* GIVEN INFORMATION *
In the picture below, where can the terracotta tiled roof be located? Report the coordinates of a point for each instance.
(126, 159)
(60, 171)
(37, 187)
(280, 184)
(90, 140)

* WHAT IS EXPECTED *
Nothing should be dropped: transcribe all the material exactly.

* WRITTEN ANSWER *
In the picture below, where can the terracotta tiled roof be located? Report the coordinates of a point for each instance.
(126, 159)
(60, 171)
(37, 187)
(280, 184)
(90, 140)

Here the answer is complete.